• Teks yang Diberikan

------------------------------------------------------------

Semua berawal saat salah satu ajudan Gerungan yang konon bernama Simon, diperintahkan mencarikan rokok untuknya. Sial, salah satu prajurit Operasi Kilat mengetahuinya seraya berteriak, "Angkat tangan!”
Mendengar teriakan itu Gerungan menunjukkan dirinya seraya berkata,"Jangan Tembak! Jangan tembak! Sayalah Gerungan!”
Peristiwa ini menjadi tanda dari keberhasilan Operasi Kilat dalam mengakhiri gerakan DI/TII di Sulawesi Selatan.
Setahun kemudian ia diangkat menjadi Panglima Kodam XIV/Hasanuddin di Makassar, menggantikan M. Jusuf yang diangkat sebagai Menteri Perindustrian pada Juli 1965. Solihin dikenal masyarakat Makassar sebagai panglima yang ramah.
Salah satu warga yang dekat dengannya adalah Jusuf Kalla yang saat itu aktivis Himpunan Mahasiswa Indonesia (HMI) dan Kesatuan Aksi Mahasiswa Indonesia (KAMI) di Makassar. Ia sering menemui Solihin untuk sekadar berkonsultasi. Bahkan, di kemudian hari, JK menamai anak laki-lakinya Solihin Kalla.

------------------------------------------------------------

• Kutipan Entri
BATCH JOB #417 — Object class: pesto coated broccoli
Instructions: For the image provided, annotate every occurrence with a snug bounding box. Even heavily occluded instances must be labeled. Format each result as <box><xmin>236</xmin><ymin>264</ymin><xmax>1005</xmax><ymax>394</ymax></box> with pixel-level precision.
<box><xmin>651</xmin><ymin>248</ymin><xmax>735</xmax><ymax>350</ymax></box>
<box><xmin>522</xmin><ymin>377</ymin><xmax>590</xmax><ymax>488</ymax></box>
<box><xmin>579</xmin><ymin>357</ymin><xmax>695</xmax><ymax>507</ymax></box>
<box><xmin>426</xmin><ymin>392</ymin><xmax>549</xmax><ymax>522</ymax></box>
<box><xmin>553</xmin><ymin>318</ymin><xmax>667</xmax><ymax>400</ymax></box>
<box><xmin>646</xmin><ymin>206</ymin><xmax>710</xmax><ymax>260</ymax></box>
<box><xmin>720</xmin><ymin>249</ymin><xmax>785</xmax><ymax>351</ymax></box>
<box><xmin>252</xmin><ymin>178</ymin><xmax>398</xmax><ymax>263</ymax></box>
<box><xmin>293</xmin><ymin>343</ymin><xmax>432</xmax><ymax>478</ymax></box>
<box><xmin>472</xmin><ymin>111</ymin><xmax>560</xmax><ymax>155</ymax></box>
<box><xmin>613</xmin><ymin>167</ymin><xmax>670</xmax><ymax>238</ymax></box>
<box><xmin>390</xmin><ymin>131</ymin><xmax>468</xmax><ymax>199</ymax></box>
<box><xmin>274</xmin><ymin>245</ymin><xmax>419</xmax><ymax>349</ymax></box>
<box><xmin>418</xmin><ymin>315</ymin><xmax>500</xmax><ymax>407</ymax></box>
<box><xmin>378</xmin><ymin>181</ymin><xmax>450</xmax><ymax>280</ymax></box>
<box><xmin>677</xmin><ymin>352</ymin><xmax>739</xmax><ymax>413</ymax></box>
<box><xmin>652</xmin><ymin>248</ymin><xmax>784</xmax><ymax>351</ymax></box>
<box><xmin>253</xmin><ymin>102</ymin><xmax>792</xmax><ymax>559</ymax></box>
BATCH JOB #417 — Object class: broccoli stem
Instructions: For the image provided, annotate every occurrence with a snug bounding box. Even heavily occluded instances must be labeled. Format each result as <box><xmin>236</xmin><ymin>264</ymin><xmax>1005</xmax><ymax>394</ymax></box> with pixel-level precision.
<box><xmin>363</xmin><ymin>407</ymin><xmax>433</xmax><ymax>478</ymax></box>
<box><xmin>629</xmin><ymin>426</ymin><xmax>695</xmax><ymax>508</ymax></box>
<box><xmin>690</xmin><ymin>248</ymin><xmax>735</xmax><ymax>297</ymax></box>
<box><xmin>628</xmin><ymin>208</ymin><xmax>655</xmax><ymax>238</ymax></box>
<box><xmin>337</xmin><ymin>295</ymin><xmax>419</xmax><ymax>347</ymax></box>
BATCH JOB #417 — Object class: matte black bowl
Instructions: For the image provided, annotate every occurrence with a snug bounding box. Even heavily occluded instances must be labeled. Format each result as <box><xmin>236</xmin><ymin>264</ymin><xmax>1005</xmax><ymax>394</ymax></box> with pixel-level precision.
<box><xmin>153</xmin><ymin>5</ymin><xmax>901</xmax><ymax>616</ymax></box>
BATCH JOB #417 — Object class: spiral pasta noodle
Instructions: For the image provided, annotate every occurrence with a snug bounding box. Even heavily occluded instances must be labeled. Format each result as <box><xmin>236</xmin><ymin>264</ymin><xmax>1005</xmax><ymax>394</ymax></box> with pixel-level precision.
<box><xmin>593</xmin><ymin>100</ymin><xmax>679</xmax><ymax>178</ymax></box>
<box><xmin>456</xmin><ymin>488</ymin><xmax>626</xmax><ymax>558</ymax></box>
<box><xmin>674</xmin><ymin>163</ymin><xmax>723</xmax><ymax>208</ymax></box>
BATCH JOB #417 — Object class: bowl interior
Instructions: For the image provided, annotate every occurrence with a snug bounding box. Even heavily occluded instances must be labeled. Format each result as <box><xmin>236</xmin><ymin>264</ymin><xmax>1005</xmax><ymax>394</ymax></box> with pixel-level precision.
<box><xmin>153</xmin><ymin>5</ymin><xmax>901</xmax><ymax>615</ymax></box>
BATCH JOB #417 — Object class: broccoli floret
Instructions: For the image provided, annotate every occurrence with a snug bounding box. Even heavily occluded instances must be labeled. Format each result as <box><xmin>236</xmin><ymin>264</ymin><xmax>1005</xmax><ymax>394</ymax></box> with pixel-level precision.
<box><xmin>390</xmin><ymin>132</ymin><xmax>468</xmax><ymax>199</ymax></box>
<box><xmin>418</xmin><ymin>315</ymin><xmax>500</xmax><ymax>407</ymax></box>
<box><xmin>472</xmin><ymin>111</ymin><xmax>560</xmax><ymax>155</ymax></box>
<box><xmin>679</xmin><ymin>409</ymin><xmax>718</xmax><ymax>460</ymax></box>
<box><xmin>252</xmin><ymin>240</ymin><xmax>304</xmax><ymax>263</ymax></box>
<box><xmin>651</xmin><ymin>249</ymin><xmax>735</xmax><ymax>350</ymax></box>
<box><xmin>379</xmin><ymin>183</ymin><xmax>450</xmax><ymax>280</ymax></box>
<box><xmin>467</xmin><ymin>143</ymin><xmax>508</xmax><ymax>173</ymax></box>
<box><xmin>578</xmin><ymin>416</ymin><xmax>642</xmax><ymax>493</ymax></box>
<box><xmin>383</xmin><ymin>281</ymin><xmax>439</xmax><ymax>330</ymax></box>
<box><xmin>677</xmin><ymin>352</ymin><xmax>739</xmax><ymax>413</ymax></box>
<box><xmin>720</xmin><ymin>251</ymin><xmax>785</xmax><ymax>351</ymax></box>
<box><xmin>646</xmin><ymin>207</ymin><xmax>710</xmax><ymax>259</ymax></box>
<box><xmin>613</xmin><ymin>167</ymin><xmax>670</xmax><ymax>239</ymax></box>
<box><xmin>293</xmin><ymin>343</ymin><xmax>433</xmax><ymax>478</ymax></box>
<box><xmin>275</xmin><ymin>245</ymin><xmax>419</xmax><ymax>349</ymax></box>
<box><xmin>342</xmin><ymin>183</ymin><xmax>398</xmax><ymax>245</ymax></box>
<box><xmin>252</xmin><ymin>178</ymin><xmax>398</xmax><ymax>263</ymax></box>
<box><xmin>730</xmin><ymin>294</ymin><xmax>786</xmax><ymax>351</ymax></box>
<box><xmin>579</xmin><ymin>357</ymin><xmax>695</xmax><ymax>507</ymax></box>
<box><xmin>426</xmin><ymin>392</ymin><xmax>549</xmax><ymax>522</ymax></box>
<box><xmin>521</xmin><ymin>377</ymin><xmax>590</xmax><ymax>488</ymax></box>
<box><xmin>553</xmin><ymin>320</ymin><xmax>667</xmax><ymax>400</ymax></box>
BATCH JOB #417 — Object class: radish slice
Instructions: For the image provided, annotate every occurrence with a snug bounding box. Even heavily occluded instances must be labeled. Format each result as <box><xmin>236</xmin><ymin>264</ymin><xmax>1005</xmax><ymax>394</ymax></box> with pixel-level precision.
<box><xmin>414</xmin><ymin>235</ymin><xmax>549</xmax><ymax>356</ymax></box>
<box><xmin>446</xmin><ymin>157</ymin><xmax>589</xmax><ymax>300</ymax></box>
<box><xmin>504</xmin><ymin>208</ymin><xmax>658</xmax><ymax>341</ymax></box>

------------------------------------------------------------

• Tugas Latihan
1) Tulis ulang baris-baris entri sebagai tabel Markdown dengan kolom Nomor dan Baris. Mulailah dari baris yang memuat "BATCH JOB #417 — Object class: radish slice" dan teruskan hingga akhir entri, tanpa menyertakan baris kosong.
2) Lanjutkan teks tentang Solihin di Makassar dari kalimat terakhirnya.

• Daftar Jawaban
1)
| Nomor | Baris |
|---|---|
| 1 | BATCH JOB #417 — Object class: radish slice |
| 2 | Instructions: For the image provided, annotate every occurrence with a snug bounding box. Even heavily occluded instances must be labeled. Format each result as <box><xmin>236</xmin><ymin>264</ymin><xmax>1005</xmax><ymax>394</ymax></box> with pixel-level precision. |
| 3 | <box><xmin>414</xmin><ymin>235</ymin><xmax>549</xmax><ymax>356</ymax></box> |
| 4 | <box><xmin>446</xmin><ymin>157</ymin><xmax>589</xmax><ymax>300</ymax></box> |
| 5 | <box><xmin>504</xmin><ymin>208</ymin><xmax>658</xmax><ymax>341</ymax></box> |

2)
"Sifat kerakyatan beliau sangat menonjol [...] Saya bisa datang menemui beliau tengah malam," kenang Jusuf Kalla dalam Membaca JK: Biografi Singkat Jusuf Kalla (2014).
Pada 27 Agustus 1968, atas rekomendasi M. Jusuf, Solihin dipindahkan ke Magelang, Jawa Tengah, dengan tugas baru sebagai Gubernur Akabri bagian Umum/Darat.
"Saya memulai dengan pembenahan akademi, terutama soal pungutan dan pakaian taruna yang terlalu ketat. Di sini saya sering menyampaikan materi tentang kepemimpinan dan dwifungsi ABRI," tutur Solihin (2020).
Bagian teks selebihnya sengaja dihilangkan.